Written exercise: Which lines below include the word "grass", matching its case? Pull out each such line.

Data for this exercise:
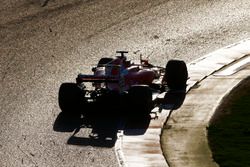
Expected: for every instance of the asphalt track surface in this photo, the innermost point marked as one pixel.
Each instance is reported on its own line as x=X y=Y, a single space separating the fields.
x=43 y=47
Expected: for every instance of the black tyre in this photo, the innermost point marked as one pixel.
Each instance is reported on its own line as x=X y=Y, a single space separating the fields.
x=71 y=98
x=104 y=61
x=176 y=74
x=140 y=99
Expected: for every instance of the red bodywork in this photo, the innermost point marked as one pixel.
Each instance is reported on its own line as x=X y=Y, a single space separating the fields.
x=120 y=74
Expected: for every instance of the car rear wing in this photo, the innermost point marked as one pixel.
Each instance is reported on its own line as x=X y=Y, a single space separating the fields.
x=98 y=79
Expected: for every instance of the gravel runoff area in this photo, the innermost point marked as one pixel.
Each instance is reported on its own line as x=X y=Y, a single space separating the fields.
x=184 y=138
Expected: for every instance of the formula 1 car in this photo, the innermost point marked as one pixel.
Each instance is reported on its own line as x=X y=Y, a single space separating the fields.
x=121 y=81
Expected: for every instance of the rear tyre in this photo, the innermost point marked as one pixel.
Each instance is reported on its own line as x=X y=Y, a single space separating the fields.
x=140 y=98
x=176 y=74
x=71 y=98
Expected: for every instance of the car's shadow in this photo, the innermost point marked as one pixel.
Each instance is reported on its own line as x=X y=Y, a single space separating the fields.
x=102 y=121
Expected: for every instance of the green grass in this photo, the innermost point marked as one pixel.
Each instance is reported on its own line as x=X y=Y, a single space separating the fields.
x=229 y=136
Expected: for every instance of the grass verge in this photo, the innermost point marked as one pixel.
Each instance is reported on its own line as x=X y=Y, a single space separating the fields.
x=229 y=131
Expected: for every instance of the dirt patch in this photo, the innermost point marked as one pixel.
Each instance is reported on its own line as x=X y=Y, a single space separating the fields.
x=240 y=90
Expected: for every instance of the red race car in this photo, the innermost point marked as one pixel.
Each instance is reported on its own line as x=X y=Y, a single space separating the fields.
x=127 y=81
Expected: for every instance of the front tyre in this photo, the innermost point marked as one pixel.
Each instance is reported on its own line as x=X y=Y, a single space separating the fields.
x=71 y=98
x=176 y=74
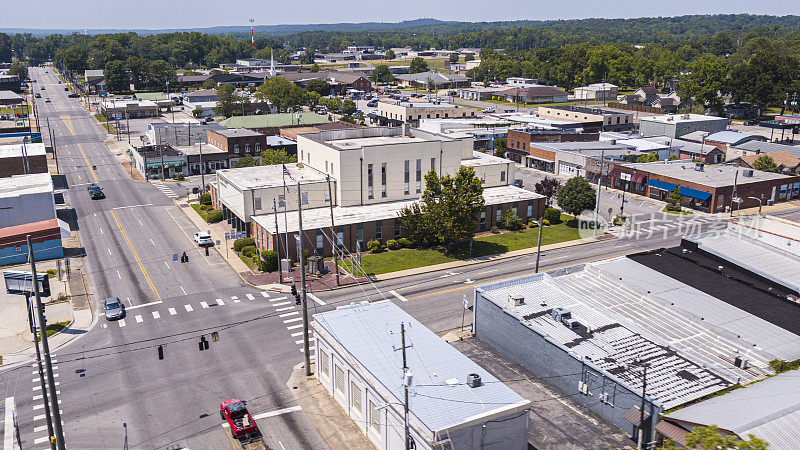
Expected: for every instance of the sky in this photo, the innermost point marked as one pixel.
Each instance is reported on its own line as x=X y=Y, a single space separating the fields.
x=160 y=14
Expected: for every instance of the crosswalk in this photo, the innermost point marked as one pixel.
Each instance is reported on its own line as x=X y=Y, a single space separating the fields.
x=165 y=190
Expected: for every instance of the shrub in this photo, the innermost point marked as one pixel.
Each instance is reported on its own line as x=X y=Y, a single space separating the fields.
x=374 y=246
x=270 y=261
x=240 y=244
x=214 y=216
x=552 y=215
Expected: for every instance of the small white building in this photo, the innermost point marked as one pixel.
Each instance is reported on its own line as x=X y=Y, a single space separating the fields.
x=452 y=402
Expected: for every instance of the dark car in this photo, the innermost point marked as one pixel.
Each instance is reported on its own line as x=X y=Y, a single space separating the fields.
x=95 y=191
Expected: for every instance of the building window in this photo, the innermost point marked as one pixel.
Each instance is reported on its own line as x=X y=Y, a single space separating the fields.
x=369 y=182
x=406 y=175
x=383 y=180
x=355 y=395
x=338 y=379
x=374 y=417
x=324 y=361
x=419 y=176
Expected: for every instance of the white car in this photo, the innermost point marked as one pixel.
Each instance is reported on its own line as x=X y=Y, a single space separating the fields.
x=202 y=238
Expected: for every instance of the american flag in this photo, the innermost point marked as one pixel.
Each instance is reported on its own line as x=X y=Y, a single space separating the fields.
x=286 y=172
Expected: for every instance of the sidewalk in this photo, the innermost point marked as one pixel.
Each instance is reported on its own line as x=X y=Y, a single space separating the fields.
x=328 y=418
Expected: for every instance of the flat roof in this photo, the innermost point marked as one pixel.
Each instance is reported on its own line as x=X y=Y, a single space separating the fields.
x=345 y=215
x=442 y=400
x=26 y=184
x=271 y=176
x=603 y=339
x=16 y=150
x=718 y=175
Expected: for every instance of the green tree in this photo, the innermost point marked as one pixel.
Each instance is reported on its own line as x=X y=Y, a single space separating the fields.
x=245 y=161
x=228 y=101
x=382 y=74
x=447 y=212
x=500 y=147
x=705 y=80
x=319 y=86
x=19 y=68
x=273 y=156
x=418 y=65
x=282 y=93
x=116 y=77
x=576 y=196
x=765 y=163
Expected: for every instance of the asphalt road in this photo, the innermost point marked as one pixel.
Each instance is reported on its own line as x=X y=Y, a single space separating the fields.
x=114 y=391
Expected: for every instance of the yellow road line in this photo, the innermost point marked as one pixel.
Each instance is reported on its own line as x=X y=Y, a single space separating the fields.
x=517 y=276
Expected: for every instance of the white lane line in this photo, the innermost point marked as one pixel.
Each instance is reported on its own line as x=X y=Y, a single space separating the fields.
x=398 y=296
x=8 y=436
x=316 y=299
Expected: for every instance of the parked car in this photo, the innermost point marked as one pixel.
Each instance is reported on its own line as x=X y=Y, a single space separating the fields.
x=202 y=238
x=114 y=308
x=95 y=191
x=234 y=411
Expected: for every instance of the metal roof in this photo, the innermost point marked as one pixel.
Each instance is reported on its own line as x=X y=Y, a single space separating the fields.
x=605 y=339
x=439 y=397
x=769 y=409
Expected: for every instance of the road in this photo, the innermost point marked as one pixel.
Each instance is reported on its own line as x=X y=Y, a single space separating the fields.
x=114 y=391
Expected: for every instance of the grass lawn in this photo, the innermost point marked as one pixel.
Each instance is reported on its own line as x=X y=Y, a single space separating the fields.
x=483 y=246
x=54 y=328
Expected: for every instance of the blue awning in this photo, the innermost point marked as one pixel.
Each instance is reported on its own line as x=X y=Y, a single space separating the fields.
x=694 y=193
x=658 y=184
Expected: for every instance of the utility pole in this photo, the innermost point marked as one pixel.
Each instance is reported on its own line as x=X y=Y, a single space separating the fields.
x=641 y=411
x=59 y=433
x=303 y=281
x=333 y=232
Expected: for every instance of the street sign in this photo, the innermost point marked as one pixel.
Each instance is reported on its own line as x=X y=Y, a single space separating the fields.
x=21 y=283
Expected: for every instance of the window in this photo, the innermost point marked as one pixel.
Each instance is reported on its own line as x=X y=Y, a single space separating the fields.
x=369 y=182
x=374 y=417
x=355 y=397
x=338 y=379
x=419 y=176
x=406 y=177
x=324 y=362
x=383 y=180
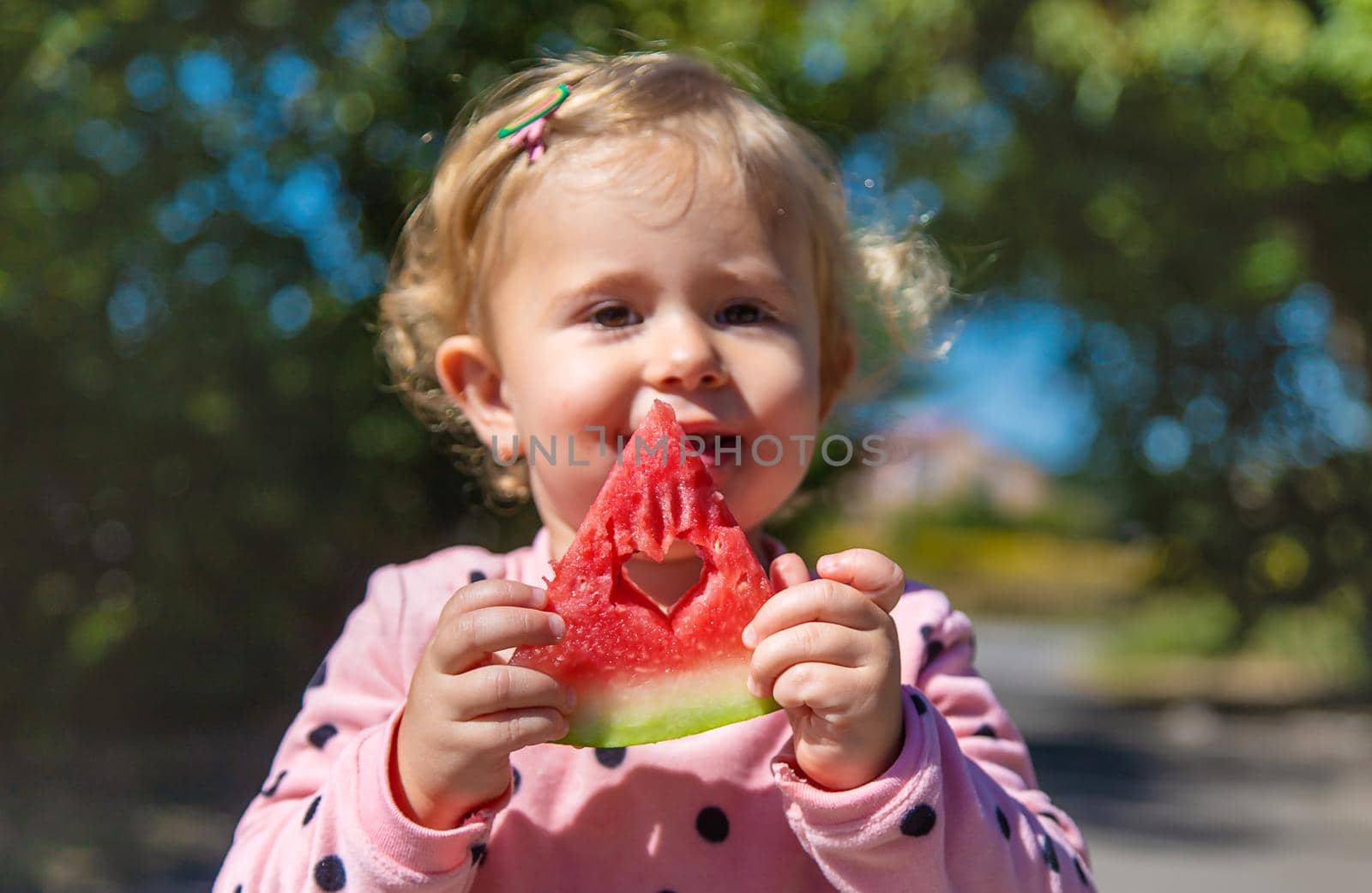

Exercise output:
Expected: for every instance of the green grass in this photo, the innermost point marked as one pixel.
Expected: for every instance of the grass verge in this photo, the innermost point marked as one pixel.
Expected: for every instance of the grass lawn in this photo, the innermost point marked as one pixel.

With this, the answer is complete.